• _EXERCISE SET_:
(1) Output the part of the passage on resentment starting with "Resentment will ultimately" and going on through "overcome pornography resentment?", copied word for word.
(2) Write the next part of the passage on resentment, picking up after its last sentence.

Resentment will ultimately destroy your personality which will have adverse effects on your friendships as well as your relationships with family members. Nobody will want to spend any time with you or even interact with you. Thus, you feel alone and more empty.
How can you overcome pornography resentment?
Letting go of resentment can be done by adjusting one’s emotional responses or frame of mind. The following ways can help you overcome resentment.
This is the first step in healing the wound of resentment. There is power in forgiveness. In this sense, forgiveness is not about pardoning, forgetting, reconciling, condoning or excusing. Rather, it is the process through which a victim of resentment changes their attitude toward the offence, while also letting go of negative emotions as well as creating an increased ability to wish themselves well.
Live your life with gratitude
Resentment often thrives on self-victimization. People who are enslaved by pornography and sex addiction usually see the problems with their lives. They live with bitterness and are trapped in a cycle of pessimism and negativity. They feel unworthy of getting anything good in their lives, particularly love. Therefore, overcoming it is essential for healthy recovery. To do this, you need to live your life with gratitude. Each day, acknowledge the several ways in which you have been blessed and be thankful for them. Alternatively, you can keep a gratitude list. Take out a few minutes to list out the people, events, situations, and things for which you are grateful in your life. Then always read through the list while also thanking Allah for such blessings. This will help you focus on good things as well as keeping you from relapsing.

• _RECORDS_:
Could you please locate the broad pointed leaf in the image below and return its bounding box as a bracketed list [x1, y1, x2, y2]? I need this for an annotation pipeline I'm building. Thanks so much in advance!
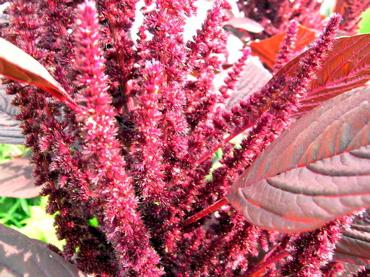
[251, 25, 315, 69]
[277, 34, 370, 114]
[0, 86, 24, 144]
[334, 210, 370, 266]
[0, 38, 78, 111]
[227, 88, 370, 233]
[0, 224, 83, 277]
[0, 158, 41, 198]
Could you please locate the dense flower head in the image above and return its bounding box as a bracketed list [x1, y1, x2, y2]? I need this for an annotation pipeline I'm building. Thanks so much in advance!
[1, 0, 364, 276]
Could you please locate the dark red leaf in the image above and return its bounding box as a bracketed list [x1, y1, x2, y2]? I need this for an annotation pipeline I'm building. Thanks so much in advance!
[0, 224, 83, 277]
[277, 34, 370, 114]
[0, 86, 24, 144]
[227, 88, 370, 233]
[0, 158, 41, 198]
[251, 26, 315, 69]
[0, 38, 78, 109]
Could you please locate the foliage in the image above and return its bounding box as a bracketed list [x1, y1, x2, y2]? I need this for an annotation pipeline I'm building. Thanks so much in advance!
[0, 0, 370, 276]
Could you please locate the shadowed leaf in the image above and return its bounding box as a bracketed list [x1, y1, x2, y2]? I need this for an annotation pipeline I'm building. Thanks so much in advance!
[0, 86, 24, 144]
[227, 88, 370, 233]
[251, 25, 315, 69]
[277, 34, 370, 115]
[0, 38, 78, 111]
[0, 158, 41, 198]
[0, 224, 83, 277]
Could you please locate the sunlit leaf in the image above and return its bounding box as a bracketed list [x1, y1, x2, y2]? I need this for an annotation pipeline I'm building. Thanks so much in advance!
[251, 25, 315, 69]
[0, 38, 78, 111]
[334, 210, 370, 266]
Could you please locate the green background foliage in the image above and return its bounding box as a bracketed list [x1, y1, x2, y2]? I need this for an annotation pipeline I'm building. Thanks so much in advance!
[0, 9, 370, 248]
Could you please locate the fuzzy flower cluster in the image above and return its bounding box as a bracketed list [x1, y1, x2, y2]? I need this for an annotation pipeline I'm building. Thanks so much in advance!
[1, 0, 362, 276]
[238, 0, 370, 38]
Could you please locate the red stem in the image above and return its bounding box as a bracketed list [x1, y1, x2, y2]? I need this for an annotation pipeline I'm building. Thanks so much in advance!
[184, 197, 229, 226]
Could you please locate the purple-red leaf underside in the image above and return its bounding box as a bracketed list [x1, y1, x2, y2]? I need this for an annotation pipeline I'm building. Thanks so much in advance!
[0, 158, 41, 198]
[227, 88, 370, 233]
[334, 210, 370, 266]
[277, 34, 370, 115]
[0, 224, 83, 277]
[0, 38, 79, 109]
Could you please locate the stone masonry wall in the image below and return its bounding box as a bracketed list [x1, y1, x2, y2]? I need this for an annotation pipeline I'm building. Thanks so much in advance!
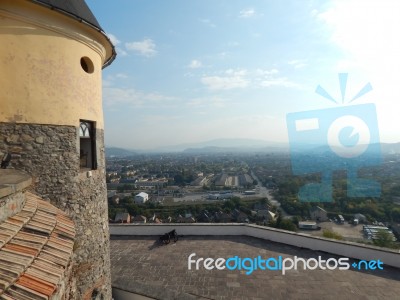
[0, 123, 111, 300]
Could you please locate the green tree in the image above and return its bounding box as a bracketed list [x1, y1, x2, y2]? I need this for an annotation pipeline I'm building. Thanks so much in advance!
[322, 229, 343, 240]
[373, 230, 394, 248]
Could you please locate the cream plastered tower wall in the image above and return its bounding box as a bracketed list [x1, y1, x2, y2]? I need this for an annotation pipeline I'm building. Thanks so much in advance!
[0, 0, 115, 300]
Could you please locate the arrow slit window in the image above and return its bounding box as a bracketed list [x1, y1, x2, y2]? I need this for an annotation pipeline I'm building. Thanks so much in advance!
[79, 120, 97, 170]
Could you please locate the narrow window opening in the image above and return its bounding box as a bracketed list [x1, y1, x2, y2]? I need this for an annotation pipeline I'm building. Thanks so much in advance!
[81, 56, 94, 74]
[79, 120, 97, 170]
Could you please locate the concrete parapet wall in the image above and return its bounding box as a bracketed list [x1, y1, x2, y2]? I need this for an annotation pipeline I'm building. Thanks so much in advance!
[110, 223, 400, 268]
[0, 170, 32, 222]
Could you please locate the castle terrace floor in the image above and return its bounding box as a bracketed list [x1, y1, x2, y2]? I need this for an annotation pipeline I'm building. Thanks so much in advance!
[111, 236, 400, 300]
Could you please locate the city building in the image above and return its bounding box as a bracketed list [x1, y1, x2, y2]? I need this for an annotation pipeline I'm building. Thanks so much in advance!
[134, 192, 149, 204]
[310, 206, 329, 222]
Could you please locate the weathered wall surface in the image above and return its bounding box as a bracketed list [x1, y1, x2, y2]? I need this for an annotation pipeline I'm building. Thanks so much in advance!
[0, 123, 111, 300]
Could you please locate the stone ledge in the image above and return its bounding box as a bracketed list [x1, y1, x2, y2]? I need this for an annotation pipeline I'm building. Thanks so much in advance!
[0, 169, 32, 198]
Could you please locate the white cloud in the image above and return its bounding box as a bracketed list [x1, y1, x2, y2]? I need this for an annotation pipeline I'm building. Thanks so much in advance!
[125, 39, 157, 57]
[201, 69, 250, 90]
[288, 59, 307, 69]
[107, 33, 121, 46]
[188, 59, 202, 69]
[200, 19, 217, 28]
[115, 47, 128, 56]
[260, 77, 300, 88]
[186, 96, 231, 110]
[201, 68, 302, 90]
[255, 69, 279, 76]
[103, 79, 178, 110]
[239, 8, 256, 18]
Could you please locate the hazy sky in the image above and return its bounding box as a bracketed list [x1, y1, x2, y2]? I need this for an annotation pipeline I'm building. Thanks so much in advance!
[86, 0, 400, 149]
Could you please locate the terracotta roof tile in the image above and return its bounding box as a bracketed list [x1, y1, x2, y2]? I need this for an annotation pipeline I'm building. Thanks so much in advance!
[0, 192, 75, 300]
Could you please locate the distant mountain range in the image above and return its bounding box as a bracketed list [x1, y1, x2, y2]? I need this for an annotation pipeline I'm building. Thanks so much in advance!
[106, 139, 400, 157]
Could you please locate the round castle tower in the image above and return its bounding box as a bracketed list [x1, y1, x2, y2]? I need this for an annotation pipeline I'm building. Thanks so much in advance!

• _ANSWERS GIVEN_:
(1)
Resentment will ultimately destroy your personality which will have adverse effects on your friendships as well as your relationships with family members. Nobody will want to spend any time with you or even interact with you. Thus, you feel alone and more empty.
How can you overcome pornography resentment?

(2)
Increasing your core values
This is the ability to create value as well as meaning in life while also staying true to the values. A feeling of resentment violates these deepest values consistently by devaluing things that the victims value. Therefore, when you increase these core values, they appreciate against every form of resentment.
Self-compassion and personal actualization
People who hold on to resentment for an extended period discover that the emotions often associated with the resentment, such as regret or anger, also provide a sense of familiarity or security. When you develop self-actualization, you tend to accurately perceive reality, develop compassion and empathy for others, and accept the self and others easily, therefore making it less probable to blame others for wrongs or even hold on to resentful feelings.
It’s essential to remember that porn fuses every part of the human brain which processes negative feelings such as resentment. Just like other emotions, resentment is something everyone tackles at a certain point in their lives. Irrespective of its relation to mental illness, it is a part of being human. However, if neglected, resentment tends to become overpowering and toxic to the person harboring it. You become like whatever you watch.